§ Text shown
★★★★ / ★★★★
Julius Onah’s “Luce” is like a nesting doll. Just when you think you know what it is about and have it all figured out, it gives birth to another layer worth putting under a microscope. It possesses a keen understanding of human psychology and behavior, particularly the social contracts between parent and child; students and teachers; and peers who wish to maintain or improve their status. In its core, it is a drama. But it is told like a thriller. What results is a picture that commands utmost urgency. Every word counts. A certain look or deafening silence functions like a fire alarm. We find ourselves evaluating who knows what and precisely how much. We must think like the subjects in order to have a thorough understanding of them.
The first curiosity begins with the act of a concerned teacher having a meeting with the mother of the student with whom she suspects to be a possible threat to the school. Ms. Wilson (Octavia Spencer) assigned her students to pick a historical figure and write a paper using their chosen figure’s perspective. Luce (Kelvin Harrison Jr.)—model student, ace athlete, excellent debater, and soon-to-be valedictorian—chose Frantz Fanon, a theorist who believes in using violence against those he disagrees with. Ms. Wilson was so disturbed by what she read, she took it upon herself to search through Luce’s locker. She found illegal firecrackers—enough to create a shotgun blast. The screenplay by J.C. Lee and Julius Onah is correct in not allowing the viewers to read any portion of the paper. Doing so leaves plenty to the imagination.

§ Work order
From the "Luce" review, print the stretch from "The first curiosity" through "to the imagination." word for word.

§ Study material

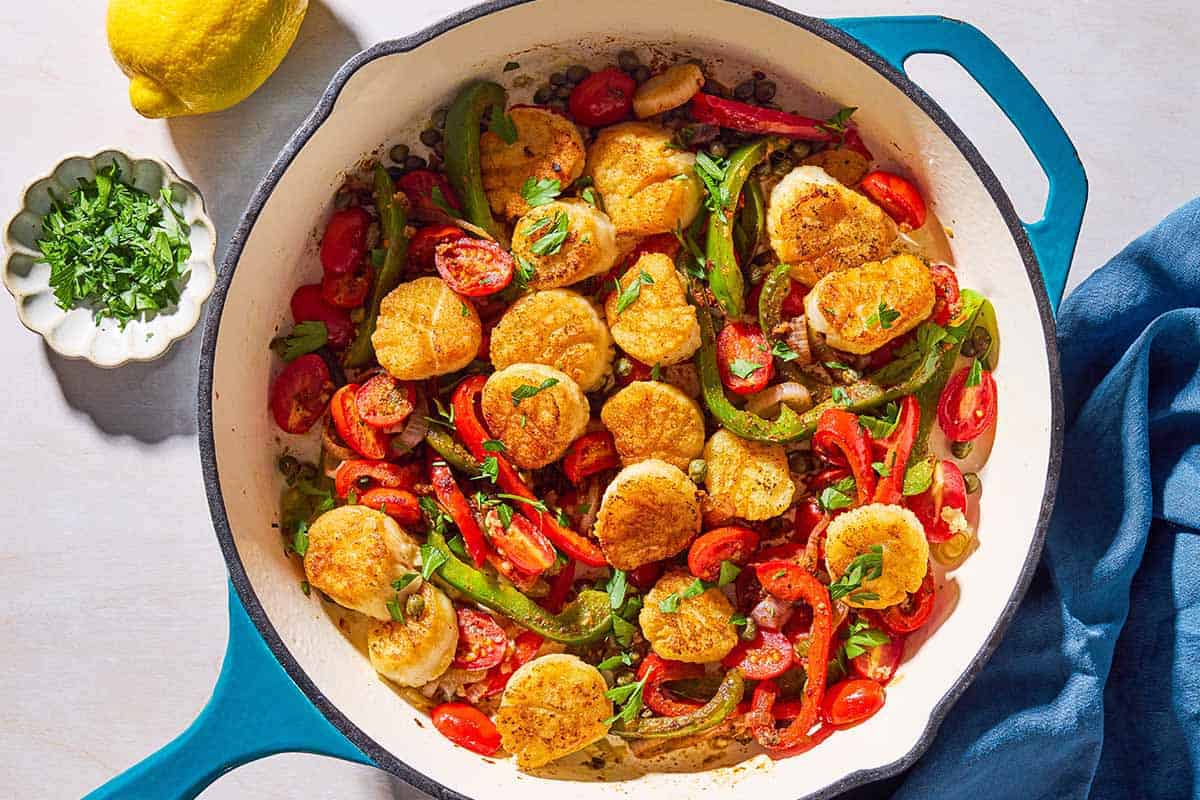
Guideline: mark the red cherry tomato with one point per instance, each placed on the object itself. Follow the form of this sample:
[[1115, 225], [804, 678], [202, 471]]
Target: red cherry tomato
[[474, 266], [467, 727], [423, 246], [946, 491], [345, 244], [743, 358], [521, 542], [399, 504], [732, 543], [603, 98], [768, 655], [851, 702], [913, 612], [361, 474], [384, 402], [360, 437], [481, 641], [948, 300], [895, 196], [300, 394], [588, 455], [965, 411], [418, 186], [309, 305]]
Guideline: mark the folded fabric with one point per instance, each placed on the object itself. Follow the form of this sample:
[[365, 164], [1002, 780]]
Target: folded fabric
[[1095, 692]]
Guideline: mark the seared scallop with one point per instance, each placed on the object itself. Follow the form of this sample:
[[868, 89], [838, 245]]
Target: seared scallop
[[696, 629], [905, 551], [649, 314], [415, 650], [425, 330], [817, 226], [535, 410], [564, 242], [651, 511], [557, 328], [549, 146], [354, 555], [747, 479], [647, 185], [552, 707], [651, 419], [863, 308]]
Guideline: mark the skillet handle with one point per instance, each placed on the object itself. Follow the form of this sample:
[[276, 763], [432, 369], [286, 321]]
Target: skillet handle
[[1054, 236], [255, 711]]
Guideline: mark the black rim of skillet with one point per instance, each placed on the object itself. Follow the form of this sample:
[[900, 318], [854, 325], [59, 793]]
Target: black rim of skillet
[[383, 757]]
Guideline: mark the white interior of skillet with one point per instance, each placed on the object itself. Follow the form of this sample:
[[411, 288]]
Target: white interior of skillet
[[389, 101]]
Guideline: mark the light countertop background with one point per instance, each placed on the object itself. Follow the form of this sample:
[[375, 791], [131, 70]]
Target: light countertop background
[[114, 615]]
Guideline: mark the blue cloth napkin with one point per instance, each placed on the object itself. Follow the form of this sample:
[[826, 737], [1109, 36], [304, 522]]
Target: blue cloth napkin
[[1095, 692]]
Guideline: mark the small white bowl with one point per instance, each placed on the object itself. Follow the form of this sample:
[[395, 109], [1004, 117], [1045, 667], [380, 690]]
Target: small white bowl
[[75, 334]]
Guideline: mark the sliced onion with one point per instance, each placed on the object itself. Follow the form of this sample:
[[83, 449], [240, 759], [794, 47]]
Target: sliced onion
[[766, 403]]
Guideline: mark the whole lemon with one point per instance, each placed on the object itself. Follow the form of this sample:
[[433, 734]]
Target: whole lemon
[[193, 56]]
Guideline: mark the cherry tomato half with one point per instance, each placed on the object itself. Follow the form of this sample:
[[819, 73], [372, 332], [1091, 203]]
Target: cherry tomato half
[[895, 196], [948, 301], [467, 727], [384, 402], [418, 186], [521, 542], [423, 246], [481, 641], [743, 358], [300, 394], [851, 702], [309, 305], [965, 411], [474, 266], [399, 504], [946, 491], [588, 455], [768, 655], [603, 98], [360, 437], [732, 543], [345, 244]]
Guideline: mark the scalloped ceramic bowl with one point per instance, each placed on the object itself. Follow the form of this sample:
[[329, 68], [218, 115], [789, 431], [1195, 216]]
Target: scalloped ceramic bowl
[[75, 334]]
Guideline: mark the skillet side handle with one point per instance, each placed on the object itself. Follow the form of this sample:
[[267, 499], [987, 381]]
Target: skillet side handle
[[256, 710], [1055, 235]]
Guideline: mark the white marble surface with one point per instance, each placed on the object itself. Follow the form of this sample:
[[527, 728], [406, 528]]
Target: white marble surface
[[114, 617]]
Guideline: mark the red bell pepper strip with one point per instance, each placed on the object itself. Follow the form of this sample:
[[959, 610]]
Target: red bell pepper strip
[[899, 446], [789, 581], [741, 116], [473, 433], [455, 501], [841, 439]]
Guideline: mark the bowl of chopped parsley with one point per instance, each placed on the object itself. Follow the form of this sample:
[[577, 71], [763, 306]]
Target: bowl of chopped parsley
[[111, 258]]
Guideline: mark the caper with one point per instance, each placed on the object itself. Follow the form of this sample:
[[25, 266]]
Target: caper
[[399, 152]]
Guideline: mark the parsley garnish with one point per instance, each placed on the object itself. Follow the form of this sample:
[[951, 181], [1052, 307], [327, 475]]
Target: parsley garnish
[[112, 248], [525, 390]]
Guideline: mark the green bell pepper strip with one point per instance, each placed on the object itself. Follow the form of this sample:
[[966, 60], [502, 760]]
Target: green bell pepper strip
[[588, 619], [393, 218], [454, 453], [707, 716], [462, 150], [724, 272]]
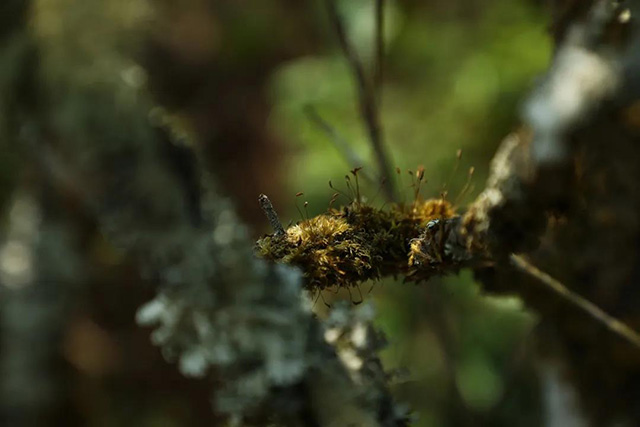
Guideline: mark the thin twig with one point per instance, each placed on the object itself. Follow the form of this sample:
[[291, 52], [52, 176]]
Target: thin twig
[[352, 158], [368, 106], [613, 324], [271, 214]]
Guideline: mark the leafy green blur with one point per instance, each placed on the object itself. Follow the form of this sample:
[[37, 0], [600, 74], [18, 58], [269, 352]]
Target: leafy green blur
[[454, 77]]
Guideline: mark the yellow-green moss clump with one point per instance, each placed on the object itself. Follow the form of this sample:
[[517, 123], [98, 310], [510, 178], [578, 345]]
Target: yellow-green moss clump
[[346, 246]]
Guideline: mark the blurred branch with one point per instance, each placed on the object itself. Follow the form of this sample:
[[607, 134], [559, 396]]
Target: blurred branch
[[610, 322], [378, 76], [218, 308], [367, 100]]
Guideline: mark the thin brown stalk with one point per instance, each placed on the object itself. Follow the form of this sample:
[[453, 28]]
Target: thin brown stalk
[[367, 101], [379, 53], [610, 322]]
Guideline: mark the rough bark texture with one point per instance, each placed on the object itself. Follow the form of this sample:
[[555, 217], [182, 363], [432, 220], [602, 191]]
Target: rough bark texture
[[93, 132]]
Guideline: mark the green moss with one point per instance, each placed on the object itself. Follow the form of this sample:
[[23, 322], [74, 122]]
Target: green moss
[[353, 244]]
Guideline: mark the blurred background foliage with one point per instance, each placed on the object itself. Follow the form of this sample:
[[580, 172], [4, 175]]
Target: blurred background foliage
[[238, 74]]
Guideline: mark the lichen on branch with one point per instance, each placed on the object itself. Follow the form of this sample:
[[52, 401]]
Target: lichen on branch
[[358, 242]]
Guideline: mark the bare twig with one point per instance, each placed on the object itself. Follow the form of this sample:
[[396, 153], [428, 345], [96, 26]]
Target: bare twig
[[610, 322], [271, 214], [379, 53], [368, 105], [340, 143]]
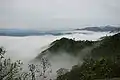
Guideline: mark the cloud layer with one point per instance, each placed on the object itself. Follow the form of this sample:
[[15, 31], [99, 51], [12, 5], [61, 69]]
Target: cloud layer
[[55, 14]]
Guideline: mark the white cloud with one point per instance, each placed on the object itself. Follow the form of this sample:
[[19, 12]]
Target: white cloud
[[42, 14]]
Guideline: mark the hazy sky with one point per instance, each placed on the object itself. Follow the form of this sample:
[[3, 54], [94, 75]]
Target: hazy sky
[[55, 14]]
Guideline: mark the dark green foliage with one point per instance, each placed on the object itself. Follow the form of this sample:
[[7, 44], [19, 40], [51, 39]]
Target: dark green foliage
[[110, 46], [104, 68]]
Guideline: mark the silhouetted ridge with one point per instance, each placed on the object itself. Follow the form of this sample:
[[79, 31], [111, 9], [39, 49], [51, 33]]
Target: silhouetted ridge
[[110, 46]]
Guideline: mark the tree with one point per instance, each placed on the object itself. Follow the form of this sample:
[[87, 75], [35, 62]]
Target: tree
[[8, 70]]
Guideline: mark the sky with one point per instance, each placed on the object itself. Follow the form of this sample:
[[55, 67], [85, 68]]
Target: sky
[[58, 14]]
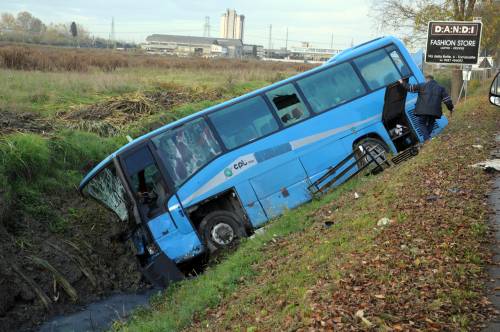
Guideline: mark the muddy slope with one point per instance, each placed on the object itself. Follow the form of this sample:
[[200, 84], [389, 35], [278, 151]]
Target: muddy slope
[[45, 273]]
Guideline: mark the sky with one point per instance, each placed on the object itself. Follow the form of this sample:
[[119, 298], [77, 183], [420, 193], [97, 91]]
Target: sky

§ Exercise result
The first curiosity begins with the act of a concerned teacher having a meeting with the mother of the student with whom she suspects to be a possible threat to the school. Ms. Wilson (Octavia Spencer) assigned her students to pick a historical figure and write a paper using their chosen figure’s perspective. Luce (Kelvin Harrison Jr.)—model student, ace athlete, excellent debater, and soon-to-be valedictorian—chose Frantz Fanon, a theorist who believes in using violence against those he disagrees with. Ms. Wilson was so disturbed by what she read, she took it upon herself to search through Luce’s locker. She found illegal firecrackers—enough to create a shotgun blast. The screenplay by J.C. Lee and Julius Onah is correct in not allowing the viewers to read any portion of the paper. Doing so leaves plenty to the imagination.